Request
Select and copy each line of the records that contains the word "control".
**** Data extract ****
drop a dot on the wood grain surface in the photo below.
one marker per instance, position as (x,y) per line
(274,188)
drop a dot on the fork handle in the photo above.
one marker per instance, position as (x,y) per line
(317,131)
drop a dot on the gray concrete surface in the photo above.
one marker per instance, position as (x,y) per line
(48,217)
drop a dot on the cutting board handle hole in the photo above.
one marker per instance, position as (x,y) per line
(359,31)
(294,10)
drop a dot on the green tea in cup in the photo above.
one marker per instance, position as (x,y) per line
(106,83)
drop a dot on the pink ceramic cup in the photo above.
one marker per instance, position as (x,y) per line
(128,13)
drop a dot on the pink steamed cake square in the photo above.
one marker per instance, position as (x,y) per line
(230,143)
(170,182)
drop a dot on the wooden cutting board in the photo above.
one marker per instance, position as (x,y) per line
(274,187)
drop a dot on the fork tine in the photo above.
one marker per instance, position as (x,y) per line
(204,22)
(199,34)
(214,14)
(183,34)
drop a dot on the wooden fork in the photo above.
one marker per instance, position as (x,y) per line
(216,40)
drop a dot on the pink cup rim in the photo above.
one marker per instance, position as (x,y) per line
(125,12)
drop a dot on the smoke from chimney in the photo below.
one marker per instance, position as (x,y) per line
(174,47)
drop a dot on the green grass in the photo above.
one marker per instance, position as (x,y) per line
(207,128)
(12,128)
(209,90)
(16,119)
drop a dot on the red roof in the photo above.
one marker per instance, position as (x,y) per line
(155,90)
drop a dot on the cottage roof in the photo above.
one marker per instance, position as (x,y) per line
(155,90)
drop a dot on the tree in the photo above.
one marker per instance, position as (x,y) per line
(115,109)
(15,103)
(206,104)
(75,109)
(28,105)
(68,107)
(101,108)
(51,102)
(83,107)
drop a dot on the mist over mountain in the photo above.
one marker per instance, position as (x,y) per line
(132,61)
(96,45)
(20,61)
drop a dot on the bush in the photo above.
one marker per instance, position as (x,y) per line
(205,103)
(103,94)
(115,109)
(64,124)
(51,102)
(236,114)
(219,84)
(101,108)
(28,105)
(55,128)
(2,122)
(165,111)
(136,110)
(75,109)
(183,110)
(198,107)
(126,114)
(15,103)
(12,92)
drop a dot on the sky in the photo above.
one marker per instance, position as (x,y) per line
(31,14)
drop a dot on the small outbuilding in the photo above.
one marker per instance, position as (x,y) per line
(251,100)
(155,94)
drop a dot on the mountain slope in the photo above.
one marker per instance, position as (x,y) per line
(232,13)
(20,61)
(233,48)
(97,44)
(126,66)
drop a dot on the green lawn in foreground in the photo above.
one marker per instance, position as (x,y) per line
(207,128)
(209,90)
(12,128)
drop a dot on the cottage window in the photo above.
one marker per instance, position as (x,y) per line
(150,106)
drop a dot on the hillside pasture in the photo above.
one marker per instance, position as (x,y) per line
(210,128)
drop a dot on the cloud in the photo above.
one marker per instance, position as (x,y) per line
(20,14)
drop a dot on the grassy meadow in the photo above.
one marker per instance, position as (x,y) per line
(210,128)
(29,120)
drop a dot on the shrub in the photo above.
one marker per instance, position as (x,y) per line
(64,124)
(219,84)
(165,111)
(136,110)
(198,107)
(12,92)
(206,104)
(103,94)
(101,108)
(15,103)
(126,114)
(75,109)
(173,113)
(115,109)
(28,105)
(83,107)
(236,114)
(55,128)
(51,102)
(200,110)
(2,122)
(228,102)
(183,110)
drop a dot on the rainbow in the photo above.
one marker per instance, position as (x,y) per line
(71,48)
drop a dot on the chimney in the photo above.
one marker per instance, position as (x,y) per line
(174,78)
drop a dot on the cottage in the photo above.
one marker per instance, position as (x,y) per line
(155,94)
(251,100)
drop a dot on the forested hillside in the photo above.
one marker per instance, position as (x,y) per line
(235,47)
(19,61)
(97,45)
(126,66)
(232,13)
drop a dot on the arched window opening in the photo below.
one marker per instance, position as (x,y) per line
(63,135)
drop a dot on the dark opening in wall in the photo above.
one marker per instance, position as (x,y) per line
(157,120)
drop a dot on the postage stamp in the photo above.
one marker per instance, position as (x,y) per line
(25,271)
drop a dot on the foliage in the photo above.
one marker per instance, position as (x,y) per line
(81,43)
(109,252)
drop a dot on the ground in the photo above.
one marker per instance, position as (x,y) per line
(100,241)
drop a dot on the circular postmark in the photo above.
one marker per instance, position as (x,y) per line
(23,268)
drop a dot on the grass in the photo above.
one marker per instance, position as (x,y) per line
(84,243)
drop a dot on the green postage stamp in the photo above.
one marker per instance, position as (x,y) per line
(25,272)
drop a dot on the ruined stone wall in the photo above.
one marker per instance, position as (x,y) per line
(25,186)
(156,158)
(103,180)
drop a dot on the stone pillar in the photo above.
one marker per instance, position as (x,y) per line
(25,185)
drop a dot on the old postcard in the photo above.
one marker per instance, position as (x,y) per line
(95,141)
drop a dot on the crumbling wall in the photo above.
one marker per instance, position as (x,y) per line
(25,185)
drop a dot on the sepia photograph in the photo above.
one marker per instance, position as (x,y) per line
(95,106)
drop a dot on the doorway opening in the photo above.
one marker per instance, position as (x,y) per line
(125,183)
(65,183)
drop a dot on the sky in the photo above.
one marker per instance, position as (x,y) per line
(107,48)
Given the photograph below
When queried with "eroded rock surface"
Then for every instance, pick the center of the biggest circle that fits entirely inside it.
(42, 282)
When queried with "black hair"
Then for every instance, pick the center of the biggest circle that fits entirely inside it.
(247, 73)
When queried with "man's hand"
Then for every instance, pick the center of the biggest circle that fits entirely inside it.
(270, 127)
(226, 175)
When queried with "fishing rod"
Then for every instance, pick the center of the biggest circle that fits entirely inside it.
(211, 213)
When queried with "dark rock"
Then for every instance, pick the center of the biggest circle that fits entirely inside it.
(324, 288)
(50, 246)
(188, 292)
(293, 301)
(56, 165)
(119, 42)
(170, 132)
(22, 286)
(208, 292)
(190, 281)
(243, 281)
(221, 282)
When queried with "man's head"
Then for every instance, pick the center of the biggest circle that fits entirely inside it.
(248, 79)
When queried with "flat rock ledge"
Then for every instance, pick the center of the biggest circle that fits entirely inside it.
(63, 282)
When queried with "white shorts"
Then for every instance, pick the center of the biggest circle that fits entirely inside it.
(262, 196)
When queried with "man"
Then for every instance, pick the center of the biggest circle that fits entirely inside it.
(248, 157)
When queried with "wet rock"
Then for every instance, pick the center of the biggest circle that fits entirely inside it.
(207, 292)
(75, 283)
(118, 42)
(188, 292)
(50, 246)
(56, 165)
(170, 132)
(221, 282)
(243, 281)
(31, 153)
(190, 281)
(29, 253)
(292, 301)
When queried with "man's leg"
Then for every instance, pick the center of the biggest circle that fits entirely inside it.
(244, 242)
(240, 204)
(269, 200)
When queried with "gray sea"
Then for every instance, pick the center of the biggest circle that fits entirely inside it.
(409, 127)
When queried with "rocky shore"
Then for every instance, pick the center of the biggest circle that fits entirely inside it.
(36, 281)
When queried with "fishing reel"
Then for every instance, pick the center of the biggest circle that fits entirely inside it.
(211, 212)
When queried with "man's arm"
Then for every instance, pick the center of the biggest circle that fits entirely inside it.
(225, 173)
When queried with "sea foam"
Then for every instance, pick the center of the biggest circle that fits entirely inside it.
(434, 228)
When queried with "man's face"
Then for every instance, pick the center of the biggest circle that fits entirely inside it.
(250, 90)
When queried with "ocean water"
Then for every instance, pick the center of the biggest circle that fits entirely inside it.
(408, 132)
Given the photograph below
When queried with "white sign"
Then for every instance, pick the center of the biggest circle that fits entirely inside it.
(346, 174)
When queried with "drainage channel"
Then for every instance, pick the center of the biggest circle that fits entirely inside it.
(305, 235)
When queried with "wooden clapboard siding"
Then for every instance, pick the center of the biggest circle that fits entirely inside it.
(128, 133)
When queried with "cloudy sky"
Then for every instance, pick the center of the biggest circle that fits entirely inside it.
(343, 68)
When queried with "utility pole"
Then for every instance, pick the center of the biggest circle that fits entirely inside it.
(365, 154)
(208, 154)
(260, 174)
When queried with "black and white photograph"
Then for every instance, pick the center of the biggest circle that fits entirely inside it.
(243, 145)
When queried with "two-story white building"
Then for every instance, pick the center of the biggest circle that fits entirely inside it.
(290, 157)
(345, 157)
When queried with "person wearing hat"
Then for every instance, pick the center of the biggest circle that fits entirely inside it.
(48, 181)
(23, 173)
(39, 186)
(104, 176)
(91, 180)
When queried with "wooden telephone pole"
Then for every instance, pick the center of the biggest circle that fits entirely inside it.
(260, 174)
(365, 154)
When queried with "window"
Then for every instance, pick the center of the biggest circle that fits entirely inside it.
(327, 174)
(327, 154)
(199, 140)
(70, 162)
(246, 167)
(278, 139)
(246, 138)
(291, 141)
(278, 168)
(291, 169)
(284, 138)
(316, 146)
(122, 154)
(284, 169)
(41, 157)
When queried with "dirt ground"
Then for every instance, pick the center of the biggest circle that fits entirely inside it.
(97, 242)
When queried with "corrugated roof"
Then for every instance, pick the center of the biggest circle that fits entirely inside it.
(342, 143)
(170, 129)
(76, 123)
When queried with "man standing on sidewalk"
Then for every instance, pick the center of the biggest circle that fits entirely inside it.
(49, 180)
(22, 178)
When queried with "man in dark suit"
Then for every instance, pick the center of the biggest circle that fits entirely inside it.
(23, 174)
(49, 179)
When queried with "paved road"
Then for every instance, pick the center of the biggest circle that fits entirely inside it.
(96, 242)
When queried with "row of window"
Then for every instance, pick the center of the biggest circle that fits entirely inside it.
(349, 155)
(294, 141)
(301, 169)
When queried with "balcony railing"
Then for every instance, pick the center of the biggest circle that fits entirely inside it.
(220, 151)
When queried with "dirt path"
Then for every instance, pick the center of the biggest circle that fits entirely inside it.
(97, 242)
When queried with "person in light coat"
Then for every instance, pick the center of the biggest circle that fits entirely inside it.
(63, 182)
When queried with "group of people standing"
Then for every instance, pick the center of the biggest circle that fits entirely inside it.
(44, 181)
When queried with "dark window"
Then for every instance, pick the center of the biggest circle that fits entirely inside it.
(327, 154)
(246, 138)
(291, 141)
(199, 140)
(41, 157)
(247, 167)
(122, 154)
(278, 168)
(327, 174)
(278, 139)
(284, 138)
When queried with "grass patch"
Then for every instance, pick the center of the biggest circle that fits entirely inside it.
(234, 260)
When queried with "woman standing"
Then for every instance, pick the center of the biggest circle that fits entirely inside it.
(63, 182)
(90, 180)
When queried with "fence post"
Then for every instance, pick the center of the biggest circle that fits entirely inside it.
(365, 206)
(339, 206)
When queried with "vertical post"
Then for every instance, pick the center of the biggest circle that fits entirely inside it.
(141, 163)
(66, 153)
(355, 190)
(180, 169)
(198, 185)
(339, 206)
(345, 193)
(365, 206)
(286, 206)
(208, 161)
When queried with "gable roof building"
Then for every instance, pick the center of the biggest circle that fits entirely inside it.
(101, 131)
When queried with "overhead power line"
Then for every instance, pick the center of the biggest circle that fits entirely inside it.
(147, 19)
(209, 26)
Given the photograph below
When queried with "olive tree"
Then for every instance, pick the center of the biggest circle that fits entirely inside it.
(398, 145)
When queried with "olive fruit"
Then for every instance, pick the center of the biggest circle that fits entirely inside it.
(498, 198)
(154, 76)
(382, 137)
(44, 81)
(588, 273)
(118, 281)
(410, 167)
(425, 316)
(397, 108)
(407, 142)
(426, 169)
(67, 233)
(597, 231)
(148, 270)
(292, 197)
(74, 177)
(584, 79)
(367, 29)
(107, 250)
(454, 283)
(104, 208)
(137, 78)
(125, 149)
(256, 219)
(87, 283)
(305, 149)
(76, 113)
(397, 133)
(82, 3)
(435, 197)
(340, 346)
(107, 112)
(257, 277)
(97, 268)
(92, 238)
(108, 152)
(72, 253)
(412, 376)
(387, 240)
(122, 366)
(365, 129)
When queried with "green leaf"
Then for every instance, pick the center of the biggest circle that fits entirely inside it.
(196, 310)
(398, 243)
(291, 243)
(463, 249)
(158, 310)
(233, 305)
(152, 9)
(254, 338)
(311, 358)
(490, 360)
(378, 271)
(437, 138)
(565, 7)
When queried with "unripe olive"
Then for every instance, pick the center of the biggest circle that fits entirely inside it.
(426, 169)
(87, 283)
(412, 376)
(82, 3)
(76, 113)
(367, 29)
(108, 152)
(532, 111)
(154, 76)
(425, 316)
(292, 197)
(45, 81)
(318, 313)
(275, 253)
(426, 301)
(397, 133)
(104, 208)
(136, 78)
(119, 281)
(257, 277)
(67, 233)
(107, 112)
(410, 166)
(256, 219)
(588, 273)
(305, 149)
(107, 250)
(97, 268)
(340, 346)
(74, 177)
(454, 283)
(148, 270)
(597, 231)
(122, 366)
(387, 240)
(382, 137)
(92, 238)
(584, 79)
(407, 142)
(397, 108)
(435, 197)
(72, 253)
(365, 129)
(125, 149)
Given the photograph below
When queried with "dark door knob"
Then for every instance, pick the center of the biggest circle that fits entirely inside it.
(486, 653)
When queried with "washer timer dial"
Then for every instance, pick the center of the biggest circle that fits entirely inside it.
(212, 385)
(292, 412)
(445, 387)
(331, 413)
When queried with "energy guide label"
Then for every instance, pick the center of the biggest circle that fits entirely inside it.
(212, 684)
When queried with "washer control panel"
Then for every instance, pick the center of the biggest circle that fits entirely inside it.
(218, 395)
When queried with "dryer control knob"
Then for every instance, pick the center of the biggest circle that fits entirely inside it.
****
Exercise result
When queried with "washer control panel"
When queried with "dryer control knob"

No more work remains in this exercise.